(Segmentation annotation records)
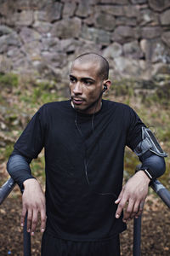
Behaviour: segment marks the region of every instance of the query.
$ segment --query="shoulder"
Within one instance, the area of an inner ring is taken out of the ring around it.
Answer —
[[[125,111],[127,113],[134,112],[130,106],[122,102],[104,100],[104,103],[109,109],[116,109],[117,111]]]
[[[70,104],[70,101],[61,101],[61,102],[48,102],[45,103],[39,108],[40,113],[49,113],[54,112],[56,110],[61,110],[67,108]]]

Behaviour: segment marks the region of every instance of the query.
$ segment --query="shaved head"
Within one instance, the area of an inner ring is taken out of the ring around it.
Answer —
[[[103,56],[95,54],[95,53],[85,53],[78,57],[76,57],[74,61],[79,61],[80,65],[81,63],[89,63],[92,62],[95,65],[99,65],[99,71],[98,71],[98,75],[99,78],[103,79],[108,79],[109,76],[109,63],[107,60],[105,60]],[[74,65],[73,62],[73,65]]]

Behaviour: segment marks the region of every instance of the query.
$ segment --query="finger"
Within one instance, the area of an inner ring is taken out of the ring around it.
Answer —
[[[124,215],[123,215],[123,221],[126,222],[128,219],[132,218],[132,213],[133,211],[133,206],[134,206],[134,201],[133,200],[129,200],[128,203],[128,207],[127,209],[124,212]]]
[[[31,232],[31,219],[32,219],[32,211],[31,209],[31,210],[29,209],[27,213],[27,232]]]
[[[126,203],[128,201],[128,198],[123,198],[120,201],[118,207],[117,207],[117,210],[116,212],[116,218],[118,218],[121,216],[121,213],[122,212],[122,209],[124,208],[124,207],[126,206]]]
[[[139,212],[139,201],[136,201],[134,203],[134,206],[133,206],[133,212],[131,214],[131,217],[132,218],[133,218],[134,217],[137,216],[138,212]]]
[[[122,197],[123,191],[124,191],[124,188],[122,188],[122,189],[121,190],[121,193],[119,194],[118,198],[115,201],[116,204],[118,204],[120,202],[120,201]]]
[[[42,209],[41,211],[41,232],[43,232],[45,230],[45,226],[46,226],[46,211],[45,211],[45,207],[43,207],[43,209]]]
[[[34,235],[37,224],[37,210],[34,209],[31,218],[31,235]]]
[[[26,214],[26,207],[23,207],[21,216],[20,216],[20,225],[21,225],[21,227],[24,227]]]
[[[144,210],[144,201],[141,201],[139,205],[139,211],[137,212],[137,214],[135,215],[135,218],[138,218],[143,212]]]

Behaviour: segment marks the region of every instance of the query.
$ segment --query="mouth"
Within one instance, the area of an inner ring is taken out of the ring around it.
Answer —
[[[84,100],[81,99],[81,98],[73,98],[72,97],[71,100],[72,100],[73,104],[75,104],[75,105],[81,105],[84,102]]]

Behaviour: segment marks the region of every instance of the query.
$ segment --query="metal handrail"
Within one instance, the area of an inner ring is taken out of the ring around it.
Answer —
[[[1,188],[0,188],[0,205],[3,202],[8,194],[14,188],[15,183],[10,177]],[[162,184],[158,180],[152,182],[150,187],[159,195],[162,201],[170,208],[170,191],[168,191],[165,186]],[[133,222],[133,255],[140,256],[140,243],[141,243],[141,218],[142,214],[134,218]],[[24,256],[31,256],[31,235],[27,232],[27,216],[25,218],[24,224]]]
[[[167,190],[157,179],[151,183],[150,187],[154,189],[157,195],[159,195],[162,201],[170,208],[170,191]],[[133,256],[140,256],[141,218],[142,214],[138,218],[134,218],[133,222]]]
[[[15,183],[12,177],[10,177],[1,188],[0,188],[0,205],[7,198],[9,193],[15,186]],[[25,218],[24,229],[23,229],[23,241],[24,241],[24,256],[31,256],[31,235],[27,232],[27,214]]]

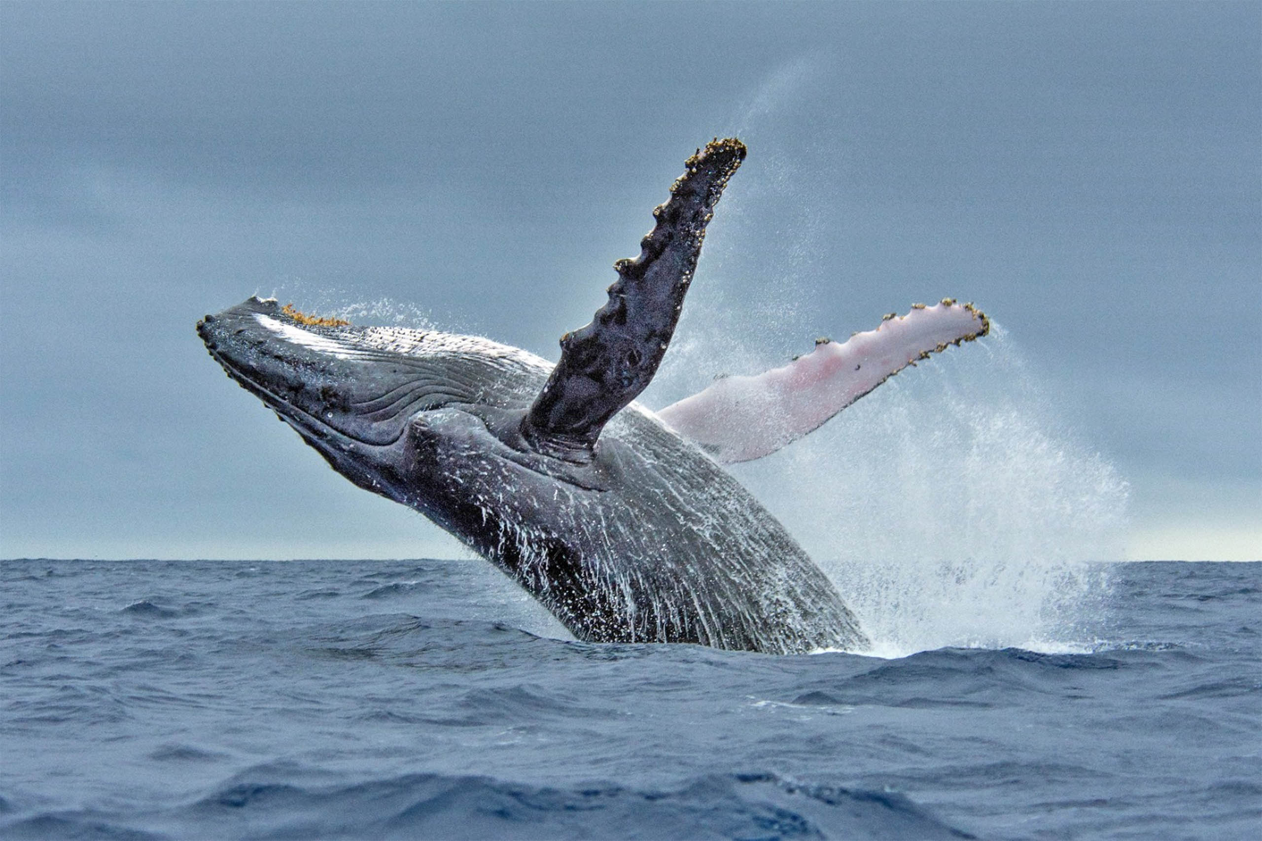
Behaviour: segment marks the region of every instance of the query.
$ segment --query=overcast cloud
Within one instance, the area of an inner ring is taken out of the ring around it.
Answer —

---

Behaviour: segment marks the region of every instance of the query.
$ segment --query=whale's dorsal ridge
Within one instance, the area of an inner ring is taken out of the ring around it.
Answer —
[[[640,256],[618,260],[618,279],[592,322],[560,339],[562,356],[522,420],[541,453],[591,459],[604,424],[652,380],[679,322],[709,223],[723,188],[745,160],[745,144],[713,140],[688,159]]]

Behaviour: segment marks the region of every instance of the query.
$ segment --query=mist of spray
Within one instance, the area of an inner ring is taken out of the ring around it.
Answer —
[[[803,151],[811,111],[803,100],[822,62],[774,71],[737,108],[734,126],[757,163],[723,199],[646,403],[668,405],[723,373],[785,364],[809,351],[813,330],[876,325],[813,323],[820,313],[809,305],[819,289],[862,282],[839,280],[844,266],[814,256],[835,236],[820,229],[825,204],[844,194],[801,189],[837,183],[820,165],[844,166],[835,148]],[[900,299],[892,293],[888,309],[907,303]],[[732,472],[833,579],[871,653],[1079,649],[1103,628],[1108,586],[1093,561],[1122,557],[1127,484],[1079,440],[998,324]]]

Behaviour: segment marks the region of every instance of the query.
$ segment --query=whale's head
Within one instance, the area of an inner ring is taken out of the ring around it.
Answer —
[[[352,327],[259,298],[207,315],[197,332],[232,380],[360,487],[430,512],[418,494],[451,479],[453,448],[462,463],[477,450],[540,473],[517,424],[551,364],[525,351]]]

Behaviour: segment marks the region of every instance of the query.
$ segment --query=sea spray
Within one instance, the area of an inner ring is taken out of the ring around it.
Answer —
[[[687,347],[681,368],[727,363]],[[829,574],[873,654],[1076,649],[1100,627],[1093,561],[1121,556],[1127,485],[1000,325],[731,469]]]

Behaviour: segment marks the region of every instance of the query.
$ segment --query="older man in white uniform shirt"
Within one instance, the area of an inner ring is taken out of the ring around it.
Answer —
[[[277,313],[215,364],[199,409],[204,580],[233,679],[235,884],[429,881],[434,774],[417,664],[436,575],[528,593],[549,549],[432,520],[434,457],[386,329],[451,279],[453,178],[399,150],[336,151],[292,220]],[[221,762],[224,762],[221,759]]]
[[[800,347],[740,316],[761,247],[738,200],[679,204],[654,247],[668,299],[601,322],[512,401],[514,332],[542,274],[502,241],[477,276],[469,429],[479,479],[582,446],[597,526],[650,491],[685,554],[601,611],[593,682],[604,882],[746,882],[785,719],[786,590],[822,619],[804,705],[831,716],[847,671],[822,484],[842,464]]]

**Instruction**:
Count the lines in the records above that contain the string "spray". Give only the number.

**The reply**:
2